■ Supplied records ■
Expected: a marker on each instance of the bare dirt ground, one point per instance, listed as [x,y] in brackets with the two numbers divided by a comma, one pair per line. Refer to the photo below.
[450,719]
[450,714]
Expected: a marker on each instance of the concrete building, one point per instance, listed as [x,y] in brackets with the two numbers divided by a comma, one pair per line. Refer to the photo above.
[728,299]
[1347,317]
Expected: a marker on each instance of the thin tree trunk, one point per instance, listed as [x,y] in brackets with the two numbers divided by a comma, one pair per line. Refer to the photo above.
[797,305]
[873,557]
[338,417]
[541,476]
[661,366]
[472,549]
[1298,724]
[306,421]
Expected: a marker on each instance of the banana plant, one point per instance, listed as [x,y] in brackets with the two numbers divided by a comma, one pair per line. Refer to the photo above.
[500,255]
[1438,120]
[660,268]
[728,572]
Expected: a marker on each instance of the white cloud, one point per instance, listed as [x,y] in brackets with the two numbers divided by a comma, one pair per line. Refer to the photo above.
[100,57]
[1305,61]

■ Exercise objective ■
Starting at the line that contains "Expected: a marker on each instance of the white" and continuing through the end of the records, write out those lines as a JSON list of strings, one string per line, with blank lines omitted.

■ Response ■
[
  "Expected: a marker on each instance of the white cloud, one point per instance, listed as [x,y] in brackets with the two numbers divided by a comma, one pair per line. Refer to the photo above.",
  "[100,57]",
  "[1305,61]"
]